**OBJECTIVE 1**
Answer these questions from the text on light curves:
(a) Which dynamic quantities is a light curve said to be sensitive to?
(b) What could a sudden change in a satellite's brightness indicate?
(c) To roughly what size of training dataset are standard GP models typically limited?
**OBJECTIVE 2**
Carry on the text on light curves and MuyGPs past its final sentence.

**DOCUMENT TEXT**
------------------------------------------------------------

Light curves of RSOs are time series of observed brightness that provide a wealth of information. The brightness of an RSO depends on several components, including size, shape, reflective material, distance from observer, and solar phase angle. A light curve is also sensitive to dynamic quantities like spin-rate, tumbling motion, or maneuvers. A sudden change in the brightness of a satellite could indicate that it has been damaged or has had its performance degraded. Several studies have successfully demonstrated the use of light curves to infer RSO properties [1–6]. They are also good examples of large, sparse, and noisy datasets, which is why they are used as a realistic benchmark for demonstrating the methods described here.
GPs provide a nice framework for working with such sparse and noisy datasets, as they typically give accurate predictions while requiring less training data than more popular ML techniques and naturally incorporating uncertainty into their predictions. But standard GP models are typically limited to small training datasets (less than ~10,000 observations). To overcome these limitations, a scalable GP model called MuyGPs was employed to efficiently predict large datasets faster and more accurately than competing GP methodology [7]. It is ideal for the future of this SDA problem, where efficient predictions are needed in very short time spans and with minimal computing power.

------------------------------------------------------------

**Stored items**
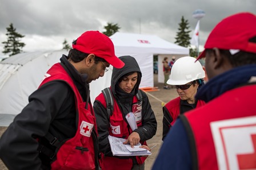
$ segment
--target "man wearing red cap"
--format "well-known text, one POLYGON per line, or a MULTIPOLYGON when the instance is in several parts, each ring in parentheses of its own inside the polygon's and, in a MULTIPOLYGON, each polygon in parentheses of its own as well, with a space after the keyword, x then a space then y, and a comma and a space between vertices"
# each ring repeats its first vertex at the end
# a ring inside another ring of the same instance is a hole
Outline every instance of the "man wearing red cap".
POLYGON ((89 84, 124 63, 111 40, 86 31, 54 64, 0 140, 9 169, 98 169, 97 124, 89 84))
POLYGON ((206 104, 181 115, 153 169, 256 169, 256 16, 225 18, 205 50, 209 81, 195 98, 206 104))

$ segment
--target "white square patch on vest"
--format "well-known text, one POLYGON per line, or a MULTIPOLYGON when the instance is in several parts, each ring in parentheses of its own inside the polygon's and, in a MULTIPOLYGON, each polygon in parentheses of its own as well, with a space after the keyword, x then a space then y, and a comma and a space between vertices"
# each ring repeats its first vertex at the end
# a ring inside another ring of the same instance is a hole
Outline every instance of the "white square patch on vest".
POLYGON ((219 170, 256 169, 256 116, 210 123, 219 170))
POLYGON ((82 121, 80 125, 80 134, 83 136, 90 137, 93 128, 93 124, 82 121))
POLYGON ((118 125, 117 126, 114 126, 111 125, 110 124, 110 127, 111 130, 112 132, 112 134, 121 134, 121 132, 120 131, 120 125, 118 125))

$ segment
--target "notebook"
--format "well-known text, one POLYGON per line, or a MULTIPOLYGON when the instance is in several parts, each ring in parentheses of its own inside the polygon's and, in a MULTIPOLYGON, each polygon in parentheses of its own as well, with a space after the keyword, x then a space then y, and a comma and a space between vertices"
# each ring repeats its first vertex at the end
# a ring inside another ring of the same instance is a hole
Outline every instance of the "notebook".
POLYGON ((134 148, 133 148, 130 144, 125 144, 125 146, 131 154, 151 154, 151 152, 146 149, 140 148, 139 146, 134 146, 134 148))
POLYGON ((132 148, 130 144, 123 144, 123 142, 126 141, 126 139, 110 135, 109 135, 108 138, 109 144, 110 144, 111 151, 112 151, 113 155, 130 156, 150 155, 151 154, 151 152, 147 150, 139 148, 139 146, 141 146, 139 143, 138 145, 134 146, 134 148, 132 148), (127 148, 130 148, 131 151, 130 151, 127 148), (146 150, 146 151, 145 150, 146 150), (139 152, 142 151, 143 152, 139 152))

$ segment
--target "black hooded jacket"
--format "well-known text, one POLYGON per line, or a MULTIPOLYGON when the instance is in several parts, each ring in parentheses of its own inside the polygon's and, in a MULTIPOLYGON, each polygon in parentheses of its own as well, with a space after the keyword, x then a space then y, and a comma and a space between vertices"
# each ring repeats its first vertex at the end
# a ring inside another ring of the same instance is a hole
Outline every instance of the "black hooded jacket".
MULTIPOLYGON (((133 97, 138 93, 139 84, 141 81, 142 74, 139 65, 135 59, 129 56, 120 57, 119 59, 125 63, 121 69, 114 68, 111 80, 111 89, 114 99, 119 105, 120 110, 125 115, 131 111, 133 97), (131 72, 138 72, 138 79, 130 93, 127 93, 122 90, 118 85, 118 80, 123 75, 131 72)), ((147 96, 142 92, 142 126, 134 131, 138 132, 141 141, 149 140, 155 134, 157 131, 157 120, 151 109, 147 96)), ((94 103, 94 109, 96 116, 98 132, 99 134, 99 145, 100 151, 105 155, 113 156, 107 136, 110 128, 109 117, 106 108, 97 100, 96 98, 94 103)))

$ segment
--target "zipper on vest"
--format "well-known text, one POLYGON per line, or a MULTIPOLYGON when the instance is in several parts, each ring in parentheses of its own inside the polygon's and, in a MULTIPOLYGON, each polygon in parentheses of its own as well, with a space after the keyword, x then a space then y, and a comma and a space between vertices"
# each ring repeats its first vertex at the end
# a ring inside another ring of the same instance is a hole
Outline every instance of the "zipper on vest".
POLYGON ((83 154, 84 151, 89 151, 87 148, 84 148, 84 147, 79 147, 79 146, 77 146, 75 147, 75 149, 76 150, 81 150, 82 154, 83 154))

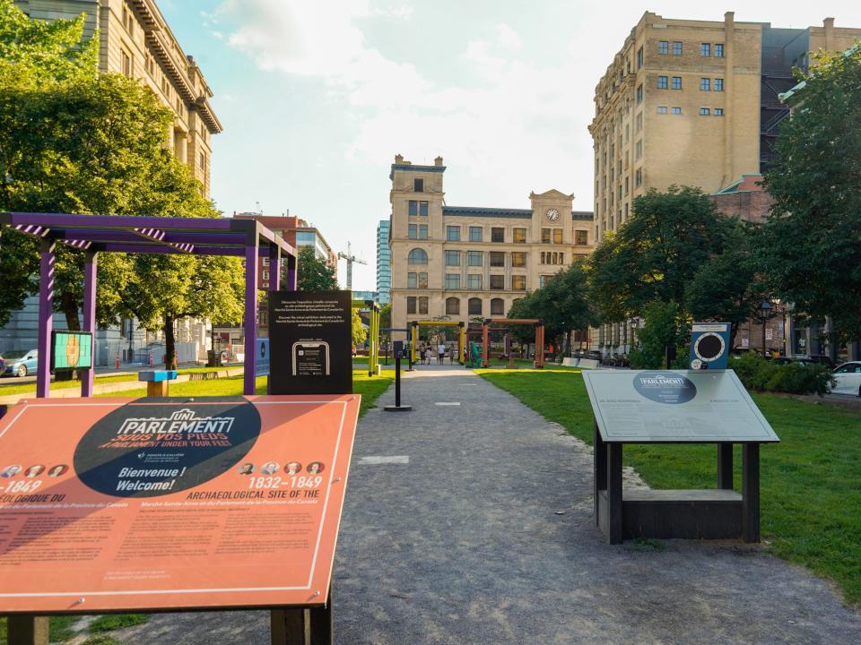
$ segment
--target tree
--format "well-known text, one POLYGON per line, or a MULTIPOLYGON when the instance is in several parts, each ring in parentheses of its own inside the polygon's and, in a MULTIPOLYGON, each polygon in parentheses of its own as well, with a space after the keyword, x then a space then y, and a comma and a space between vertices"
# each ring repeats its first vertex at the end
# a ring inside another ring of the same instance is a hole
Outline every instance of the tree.
POLYGON ((803 76, 765 174, 774 200, 761 268, 776 295, 834 340, 861 337, 861 47, 822 55, 803 76))
POLYGON ((685 305, 694 320, 732 323, 735 347, 739 327, 770 297, 758 272, 754 231, 739 222, 723 253, 708 260, 688 285, 685 305))
MULTIPOLYGON (((83 17, 30 20, 0 0, 0 209, 218 217, 163 149, 172 113, 138 82, 98 74, 98 38, 83 41, 83 17)), ((0 324, 38 288, 37 252, 30 238, 4 233, 0 324)), ((55 308, 70 329, 80 329, 83 260, 57 247, 55 308)), ((241 276, 236 258, 103 254, 97 316, 162 329, 170 366, 176 320, 241 317, 241 276)))
POLYGON ((591 298, 606 322, 627 320, 655 300, 683 306, 687 286, 723 251, 733 228, 699 188, 651 189, 633 207, 589 262, 591 298))
POLYGON ((352 346, 360 347, 368 338, 368 330, 361 322, 361 316, 356 309, 352 310, 352 346))
POLYGON ((300 249, 298 260, 296 282, 300 291, 333 291, 338 288, 335 268, 318 258, 313 246, 300 249))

------------------------------------------------------------

**ANSWER 1**
(a) Spin-rate, tumbling motion, or maneuvers.
(b) That the satellite has been damaged or has had its performance degraded.
(c) Less than about 10,000 observations.

**ANSWER 2**
An approximate GP-based method for SDA anomaly detection and object classification is presented. This expands on the previous results of Goumiri et al. [8, 9], where it was shown that GPs can effectively be used to interpolate and forecast RSO light curves. This article will expand upon these models to demonstrate a method for detecting anomalies in various scenarios and a workflow that can be used to classify unknown RSOs based on their light curves.
The anomaly detection workflow consists of predicting known data using a GP model comparing predictions with actual measurements considering the predicted uncertainty. This model includes a heteroscedastic noise model, wherein each observation has a previous, separate noise derived from on-sensor measurements taken at the time of observation as well as an anisotropic kernel assumption. The details will be described further in the Methodology section.
The RSO classification workflow has two major modeling stages. First, since the training data is collected at sparse and irregularly spaced locations, a model like that in Goumiri et al. [9] is utilized to interpolate light curve observations to a consistent set of observing times over each night. The second major step in this workflow is to utilize these interpolated observations as training data to classify the light curves.
This article outlines the ML workflow useful for future SDA anomaly detection and classification problems based on light curve observations. The Methodology section describes the data and GP methods, including descriptions of the heteroscedastic and anisotropic model features and the reference frame interpolation used for preparing data for classification. The Results section details how these methods work in practice on forecasting and anomaly detection tasks as well as a classification task that requires interpolated data. Finally, the Conclusions section explains the implications of the results and future directions for this work.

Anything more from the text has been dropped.